--- Begin ---

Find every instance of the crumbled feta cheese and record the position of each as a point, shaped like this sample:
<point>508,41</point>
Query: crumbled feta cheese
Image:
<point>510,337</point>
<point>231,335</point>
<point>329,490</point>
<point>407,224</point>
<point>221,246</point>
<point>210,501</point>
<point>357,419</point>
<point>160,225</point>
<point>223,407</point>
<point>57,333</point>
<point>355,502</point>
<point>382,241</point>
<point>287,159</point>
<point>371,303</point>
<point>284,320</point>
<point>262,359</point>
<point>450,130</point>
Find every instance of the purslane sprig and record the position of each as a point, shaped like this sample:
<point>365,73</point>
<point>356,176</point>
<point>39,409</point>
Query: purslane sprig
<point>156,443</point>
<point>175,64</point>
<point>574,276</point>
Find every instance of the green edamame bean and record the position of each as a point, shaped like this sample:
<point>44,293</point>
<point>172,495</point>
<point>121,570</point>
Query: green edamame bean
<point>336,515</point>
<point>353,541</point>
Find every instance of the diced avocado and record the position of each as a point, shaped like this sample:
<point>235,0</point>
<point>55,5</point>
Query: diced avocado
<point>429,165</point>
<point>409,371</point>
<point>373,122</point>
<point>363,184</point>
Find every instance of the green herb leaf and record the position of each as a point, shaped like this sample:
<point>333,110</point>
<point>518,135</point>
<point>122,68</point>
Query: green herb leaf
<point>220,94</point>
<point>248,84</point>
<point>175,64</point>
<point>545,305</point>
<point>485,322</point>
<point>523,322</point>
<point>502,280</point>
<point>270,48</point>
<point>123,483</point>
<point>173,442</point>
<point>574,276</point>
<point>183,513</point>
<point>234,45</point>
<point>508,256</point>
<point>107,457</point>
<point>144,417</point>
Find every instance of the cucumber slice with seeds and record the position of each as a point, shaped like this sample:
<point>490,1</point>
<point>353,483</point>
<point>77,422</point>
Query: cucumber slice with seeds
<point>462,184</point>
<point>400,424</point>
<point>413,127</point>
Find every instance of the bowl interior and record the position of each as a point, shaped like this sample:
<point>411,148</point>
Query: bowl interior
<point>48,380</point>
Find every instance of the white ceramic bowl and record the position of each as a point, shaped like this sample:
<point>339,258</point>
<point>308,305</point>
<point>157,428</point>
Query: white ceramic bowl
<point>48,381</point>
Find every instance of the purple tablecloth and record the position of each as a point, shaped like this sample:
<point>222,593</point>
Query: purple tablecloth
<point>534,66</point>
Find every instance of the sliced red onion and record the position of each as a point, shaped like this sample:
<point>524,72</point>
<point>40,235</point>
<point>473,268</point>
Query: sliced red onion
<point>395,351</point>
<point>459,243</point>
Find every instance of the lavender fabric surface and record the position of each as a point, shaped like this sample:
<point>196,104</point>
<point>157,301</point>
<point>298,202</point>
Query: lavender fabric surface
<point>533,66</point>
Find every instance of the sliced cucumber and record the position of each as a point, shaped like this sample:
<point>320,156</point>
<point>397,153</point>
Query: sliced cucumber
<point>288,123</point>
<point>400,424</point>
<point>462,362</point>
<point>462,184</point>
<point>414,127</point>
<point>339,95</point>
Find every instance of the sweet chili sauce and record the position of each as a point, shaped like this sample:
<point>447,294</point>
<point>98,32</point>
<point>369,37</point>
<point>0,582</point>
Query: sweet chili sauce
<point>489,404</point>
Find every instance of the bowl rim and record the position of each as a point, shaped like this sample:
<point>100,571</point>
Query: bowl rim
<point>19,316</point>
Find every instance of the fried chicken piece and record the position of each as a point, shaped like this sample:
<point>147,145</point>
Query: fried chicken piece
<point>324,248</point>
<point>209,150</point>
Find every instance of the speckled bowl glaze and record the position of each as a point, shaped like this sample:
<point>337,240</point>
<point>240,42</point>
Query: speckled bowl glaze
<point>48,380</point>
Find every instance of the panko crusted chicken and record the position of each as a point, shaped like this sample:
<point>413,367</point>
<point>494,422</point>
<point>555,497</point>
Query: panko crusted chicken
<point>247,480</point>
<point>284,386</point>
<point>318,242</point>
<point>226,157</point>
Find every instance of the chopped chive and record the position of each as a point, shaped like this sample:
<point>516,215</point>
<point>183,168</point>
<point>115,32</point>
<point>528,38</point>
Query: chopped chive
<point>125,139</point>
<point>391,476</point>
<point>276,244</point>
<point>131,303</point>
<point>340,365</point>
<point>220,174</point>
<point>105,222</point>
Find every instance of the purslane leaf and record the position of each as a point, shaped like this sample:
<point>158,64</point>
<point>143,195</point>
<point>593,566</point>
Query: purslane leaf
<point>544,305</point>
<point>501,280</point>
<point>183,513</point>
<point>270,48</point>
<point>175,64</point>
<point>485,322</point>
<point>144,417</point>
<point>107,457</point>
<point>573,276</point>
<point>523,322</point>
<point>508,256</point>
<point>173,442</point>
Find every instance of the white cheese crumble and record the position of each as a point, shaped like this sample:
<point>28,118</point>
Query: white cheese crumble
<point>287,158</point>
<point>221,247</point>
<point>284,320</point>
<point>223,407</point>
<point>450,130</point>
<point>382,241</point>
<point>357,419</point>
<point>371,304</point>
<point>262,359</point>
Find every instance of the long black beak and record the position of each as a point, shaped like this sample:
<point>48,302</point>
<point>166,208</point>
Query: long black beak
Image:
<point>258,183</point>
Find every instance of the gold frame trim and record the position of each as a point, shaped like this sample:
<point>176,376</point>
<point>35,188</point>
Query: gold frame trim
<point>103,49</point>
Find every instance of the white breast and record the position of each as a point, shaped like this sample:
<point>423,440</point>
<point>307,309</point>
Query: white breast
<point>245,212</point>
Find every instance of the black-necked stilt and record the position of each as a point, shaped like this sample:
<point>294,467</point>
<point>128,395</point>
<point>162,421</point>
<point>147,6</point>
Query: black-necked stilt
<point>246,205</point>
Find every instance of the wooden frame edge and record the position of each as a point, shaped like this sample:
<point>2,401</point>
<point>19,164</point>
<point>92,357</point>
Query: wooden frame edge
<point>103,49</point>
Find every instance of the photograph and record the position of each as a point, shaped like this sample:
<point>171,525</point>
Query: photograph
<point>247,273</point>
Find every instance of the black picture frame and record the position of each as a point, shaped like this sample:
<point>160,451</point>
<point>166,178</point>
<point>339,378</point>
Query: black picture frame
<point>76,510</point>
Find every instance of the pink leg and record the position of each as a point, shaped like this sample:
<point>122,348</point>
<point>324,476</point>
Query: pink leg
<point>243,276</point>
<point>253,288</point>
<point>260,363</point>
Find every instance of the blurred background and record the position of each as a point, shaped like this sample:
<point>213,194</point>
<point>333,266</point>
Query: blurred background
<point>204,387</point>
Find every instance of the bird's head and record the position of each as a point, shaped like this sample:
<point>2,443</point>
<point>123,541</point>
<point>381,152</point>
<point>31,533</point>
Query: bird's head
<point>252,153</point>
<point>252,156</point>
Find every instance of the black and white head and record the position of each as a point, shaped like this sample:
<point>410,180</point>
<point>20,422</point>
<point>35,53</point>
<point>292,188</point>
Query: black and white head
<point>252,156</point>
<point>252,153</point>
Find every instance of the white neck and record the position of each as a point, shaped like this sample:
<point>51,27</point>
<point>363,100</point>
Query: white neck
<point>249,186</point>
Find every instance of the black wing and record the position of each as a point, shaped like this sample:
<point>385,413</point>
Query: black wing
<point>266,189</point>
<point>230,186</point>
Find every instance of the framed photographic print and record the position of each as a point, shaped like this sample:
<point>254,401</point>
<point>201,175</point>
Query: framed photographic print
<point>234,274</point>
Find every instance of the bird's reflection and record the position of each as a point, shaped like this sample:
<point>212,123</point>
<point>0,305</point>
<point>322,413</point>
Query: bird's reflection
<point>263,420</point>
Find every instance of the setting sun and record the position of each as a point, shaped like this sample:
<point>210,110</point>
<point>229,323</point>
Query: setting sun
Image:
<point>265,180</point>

--- End ---

§ Problem description: Extract the lines of the listing starting with the line that contains "Find every instance of the bowl interior" and going on through the line that contains "<point>48,381</point>", repeating them exactly.

§ Correct output:
Find every instance of the bowl interior and record the position of each as a point, shaped like this sample:
<point>411,148</point>
Query: bowl interior
<point>48,380</point>
Find every instance of the white ceramic bowl and record the position of each as a point, shaped like this sample:
<point>339,258</point>
<point>308,305</point>
<point>157,428</point>
Query: white ceramic bowl
<point>48,381</point>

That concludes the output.